▶ Supplied material
>> Begin

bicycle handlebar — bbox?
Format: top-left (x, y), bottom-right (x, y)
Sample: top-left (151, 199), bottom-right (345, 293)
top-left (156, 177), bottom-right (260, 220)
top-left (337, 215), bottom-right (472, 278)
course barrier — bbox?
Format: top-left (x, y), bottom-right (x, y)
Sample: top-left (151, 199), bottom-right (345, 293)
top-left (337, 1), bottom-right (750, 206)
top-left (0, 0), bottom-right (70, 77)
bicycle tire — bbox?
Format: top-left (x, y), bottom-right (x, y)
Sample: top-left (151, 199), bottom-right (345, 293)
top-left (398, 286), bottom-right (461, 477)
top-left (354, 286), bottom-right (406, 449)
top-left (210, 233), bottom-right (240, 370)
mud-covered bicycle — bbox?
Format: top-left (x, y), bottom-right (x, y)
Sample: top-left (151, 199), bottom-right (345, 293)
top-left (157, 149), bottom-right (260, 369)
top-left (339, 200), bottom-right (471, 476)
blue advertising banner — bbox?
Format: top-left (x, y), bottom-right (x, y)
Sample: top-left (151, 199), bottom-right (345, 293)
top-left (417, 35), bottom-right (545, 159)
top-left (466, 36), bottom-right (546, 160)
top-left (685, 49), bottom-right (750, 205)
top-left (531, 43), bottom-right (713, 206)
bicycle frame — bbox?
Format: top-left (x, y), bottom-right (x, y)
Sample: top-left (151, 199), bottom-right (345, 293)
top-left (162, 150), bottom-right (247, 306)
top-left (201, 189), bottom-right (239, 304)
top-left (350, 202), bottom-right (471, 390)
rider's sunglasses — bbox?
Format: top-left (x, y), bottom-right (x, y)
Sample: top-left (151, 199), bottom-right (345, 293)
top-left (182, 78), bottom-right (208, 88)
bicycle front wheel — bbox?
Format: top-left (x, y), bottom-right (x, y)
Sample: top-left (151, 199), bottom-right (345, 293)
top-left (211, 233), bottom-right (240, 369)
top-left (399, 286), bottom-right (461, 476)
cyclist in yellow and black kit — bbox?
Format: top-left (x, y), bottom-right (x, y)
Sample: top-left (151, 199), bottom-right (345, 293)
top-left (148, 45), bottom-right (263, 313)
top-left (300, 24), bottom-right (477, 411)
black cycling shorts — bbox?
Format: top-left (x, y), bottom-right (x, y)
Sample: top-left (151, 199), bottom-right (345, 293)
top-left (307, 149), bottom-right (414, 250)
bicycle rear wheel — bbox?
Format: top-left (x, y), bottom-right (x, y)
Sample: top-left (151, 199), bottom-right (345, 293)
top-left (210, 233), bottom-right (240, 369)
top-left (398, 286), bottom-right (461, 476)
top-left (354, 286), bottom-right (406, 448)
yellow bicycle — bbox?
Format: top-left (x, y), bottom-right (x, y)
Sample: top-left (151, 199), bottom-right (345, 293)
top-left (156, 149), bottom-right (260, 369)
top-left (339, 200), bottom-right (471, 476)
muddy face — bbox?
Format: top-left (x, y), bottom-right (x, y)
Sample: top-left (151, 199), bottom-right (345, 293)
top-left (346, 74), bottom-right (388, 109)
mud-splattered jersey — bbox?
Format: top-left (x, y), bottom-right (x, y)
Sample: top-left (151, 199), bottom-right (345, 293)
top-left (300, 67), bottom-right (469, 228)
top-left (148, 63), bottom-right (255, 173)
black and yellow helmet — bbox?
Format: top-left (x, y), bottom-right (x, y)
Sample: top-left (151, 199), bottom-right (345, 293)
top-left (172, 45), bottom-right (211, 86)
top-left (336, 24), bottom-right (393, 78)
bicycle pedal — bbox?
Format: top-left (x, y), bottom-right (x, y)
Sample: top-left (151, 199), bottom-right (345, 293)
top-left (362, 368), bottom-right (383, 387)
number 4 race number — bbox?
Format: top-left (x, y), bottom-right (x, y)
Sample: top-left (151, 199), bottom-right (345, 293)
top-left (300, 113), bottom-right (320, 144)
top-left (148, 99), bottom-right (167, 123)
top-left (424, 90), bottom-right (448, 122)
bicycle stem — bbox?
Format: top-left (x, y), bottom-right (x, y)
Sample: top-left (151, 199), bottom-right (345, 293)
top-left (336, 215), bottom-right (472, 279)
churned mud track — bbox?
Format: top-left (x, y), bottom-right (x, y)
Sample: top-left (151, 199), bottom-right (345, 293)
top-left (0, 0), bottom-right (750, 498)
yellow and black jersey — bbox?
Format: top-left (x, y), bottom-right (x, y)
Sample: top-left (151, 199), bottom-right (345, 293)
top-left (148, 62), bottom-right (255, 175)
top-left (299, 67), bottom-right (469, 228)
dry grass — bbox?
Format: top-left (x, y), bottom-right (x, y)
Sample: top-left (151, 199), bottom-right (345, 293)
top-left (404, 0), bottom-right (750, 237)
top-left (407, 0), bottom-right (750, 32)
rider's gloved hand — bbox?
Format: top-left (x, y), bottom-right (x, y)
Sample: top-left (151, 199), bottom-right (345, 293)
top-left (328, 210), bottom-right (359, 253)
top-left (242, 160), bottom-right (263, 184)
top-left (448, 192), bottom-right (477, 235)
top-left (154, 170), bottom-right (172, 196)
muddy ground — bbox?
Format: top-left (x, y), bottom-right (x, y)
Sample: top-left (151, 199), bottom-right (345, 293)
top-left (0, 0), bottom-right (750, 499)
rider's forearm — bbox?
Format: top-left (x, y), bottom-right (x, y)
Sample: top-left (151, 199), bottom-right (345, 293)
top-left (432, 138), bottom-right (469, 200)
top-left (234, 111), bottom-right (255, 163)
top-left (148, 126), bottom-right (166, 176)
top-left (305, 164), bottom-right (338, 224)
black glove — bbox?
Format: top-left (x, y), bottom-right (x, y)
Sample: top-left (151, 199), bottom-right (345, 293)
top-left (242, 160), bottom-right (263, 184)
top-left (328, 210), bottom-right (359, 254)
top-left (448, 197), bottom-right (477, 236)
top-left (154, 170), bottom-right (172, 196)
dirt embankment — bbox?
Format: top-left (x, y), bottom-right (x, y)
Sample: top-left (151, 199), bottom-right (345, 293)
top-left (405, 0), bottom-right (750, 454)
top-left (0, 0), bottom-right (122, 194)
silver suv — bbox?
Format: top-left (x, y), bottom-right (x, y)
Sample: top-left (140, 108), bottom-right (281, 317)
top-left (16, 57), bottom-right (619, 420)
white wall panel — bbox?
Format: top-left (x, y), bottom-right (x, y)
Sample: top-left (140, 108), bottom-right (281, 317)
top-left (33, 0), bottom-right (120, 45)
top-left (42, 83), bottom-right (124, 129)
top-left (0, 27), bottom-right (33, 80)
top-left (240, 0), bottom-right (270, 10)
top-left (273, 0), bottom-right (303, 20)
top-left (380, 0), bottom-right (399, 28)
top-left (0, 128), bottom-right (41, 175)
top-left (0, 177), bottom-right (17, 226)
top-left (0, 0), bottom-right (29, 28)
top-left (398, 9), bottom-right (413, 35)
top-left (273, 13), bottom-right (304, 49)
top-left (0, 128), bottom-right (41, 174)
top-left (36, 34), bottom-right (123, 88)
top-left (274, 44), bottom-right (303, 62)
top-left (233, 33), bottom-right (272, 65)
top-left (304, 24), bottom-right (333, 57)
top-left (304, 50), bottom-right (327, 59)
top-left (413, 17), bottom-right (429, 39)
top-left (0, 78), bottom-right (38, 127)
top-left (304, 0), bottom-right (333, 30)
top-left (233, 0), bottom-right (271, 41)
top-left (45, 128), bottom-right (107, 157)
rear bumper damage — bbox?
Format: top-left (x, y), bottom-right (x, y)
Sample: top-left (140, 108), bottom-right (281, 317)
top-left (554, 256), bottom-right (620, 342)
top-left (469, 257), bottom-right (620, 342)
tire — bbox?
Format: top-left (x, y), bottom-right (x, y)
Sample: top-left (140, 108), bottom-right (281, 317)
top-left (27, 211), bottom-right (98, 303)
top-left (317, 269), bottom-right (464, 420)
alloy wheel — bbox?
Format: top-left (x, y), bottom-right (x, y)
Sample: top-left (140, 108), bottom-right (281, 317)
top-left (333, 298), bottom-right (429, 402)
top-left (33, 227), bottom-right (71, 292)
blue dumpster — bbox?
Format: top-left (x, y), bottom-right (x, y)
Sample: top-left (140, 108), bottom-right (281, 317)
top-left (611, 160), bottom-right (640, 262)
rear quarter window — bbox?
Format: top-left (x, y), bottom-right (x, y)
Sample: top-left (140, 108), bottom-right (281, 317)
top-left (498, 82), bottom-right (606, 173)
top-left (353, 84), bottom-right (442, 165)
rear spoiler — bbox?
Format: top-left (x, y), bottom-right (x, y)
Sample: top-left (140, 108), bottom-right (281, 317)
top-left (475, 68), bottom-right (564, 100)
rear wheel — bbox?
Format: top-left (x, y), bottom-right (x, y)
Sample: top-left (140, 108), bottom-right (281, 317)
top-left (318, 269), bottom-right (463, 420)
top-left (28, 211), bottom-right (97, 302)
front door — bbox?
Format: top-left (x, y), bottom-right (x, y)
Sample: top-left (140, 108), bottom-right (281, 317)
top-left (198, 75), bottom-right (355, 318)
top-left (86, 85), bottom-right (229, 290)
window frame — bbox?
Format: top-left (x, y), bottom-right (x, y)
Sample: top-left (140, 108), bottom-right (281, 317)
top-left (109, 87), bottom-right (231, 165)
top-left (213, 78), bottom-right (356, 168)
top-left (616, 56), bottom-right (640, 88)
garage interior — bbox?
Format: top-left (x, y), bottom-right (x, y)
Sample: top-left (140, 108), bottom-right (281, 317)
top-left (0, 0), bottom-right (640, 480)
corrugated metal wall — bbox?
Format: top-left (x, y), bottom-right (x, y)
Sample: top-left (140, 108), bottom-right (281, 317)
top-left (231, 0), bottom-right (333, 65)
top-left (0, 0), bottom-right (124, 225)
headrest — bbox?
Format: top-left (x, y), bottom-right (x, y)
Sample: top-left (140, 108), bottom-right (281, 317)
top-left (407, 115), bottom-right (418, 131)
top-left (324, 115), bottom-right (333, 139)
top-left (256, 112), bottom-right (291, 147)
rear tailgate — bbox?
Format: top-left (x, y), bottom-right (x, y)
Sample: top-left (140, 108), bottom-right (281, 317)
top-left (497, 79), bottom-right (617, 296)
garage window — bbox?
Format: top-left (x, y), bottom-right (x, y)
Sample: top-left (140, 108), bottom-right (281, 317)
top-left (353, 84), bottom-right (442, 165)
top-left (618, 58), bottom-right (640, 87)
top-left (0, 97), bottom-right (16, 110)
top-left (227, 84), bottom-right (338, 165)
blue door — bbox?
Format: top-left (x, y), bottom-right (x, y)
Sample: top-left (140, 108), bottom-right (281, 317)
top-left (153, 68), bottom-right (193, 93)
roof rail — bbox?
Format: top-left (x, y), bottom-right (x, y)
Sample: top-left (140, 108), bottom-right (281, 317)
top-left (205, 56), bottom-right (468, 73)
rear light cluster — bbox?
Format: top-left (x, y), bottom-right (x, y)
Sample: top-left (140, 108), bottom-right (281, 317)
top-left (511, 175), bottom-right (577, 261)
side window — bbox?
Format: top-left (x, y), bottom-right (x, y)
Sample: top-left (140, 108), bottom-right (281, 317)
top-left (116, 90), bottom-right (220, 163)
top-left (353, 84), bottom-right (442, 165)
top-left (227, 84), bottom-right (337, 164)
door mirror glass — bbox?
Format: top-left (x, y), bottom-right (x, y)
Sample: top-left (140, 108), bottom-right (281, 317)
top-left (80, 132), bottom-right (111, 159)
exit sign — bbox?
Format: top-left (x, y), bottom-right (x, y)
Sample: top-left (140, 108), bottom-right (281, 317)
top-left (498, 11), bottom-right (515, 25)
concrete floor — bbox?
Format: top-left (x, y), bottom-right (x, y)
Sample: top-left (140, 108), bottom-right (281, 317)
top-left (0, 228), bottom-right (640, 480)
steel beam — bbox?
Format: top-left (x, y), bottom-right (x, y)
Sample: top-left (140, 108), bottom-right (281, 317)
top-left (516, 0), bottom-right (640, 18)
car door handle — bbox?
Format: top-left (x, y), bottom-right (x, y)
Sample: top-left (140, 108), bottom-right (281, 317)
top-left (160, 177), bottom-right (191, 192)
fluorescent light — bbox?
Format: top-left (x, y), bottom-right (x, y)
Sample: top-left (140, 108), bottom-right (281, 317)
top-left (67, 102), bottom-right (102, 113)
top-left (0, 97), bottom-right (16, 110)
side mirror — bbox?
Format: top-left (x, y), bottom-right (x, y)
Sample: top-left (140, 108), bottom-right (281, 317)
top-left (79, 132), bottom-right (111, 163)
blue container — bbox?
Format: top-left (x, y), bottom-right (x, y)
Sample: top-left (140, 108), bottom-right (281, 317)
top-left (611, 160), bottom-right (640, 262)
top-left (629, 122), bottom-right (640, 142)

>> End

▶ Problem to solve
Starting at the line containing "headrest — bbox?" and ending at the line containing "top-left (153, 68), bottom-right (193, 93)", write out every line of the records again, requests included, and offset each bounding-box coordinate in the answers by adding 99. Leave the numbers in the requests and their format samples as they are.

▶ Written solution
headrest — bbox?
Format: top-left (x, y), bottom-right (x, y)
Sample: top-left (140, 108), bottom-right (281, 317)
top-left (506, 214), bottom-right (517, 230)
top-left (423, 214), bottom-right (432, 238)
top-left (355, 211), bottom-right (390, 246)
rear tailgate — bbox?
Format: top-left (x, y), bottom-right (x, y)
Sample: top-left (140, 108), bottom-right (281, 317)
top-left (596, 178), bottom-right (716, 395)
garage window — bbox?
Format: top-left (x, y), bottom-right (x, y)
Sample: top-left (140, 108), bottom-right (281, 317)
top-left (452, 183), bottom-right (541, 264)
top-left (717, 157), bottom-right (739, 186)
top-left (99, 196), bottom-right (115, 209)
top-left (326, 183), bottom-right (437, 264)
blue door — bbox?
Format: top-left (x, y), bottom-right (x, y)
Sample: top-left (140, 108), bottom-right (281, 317)
top-left (252, 167), bottom-right (292, 192)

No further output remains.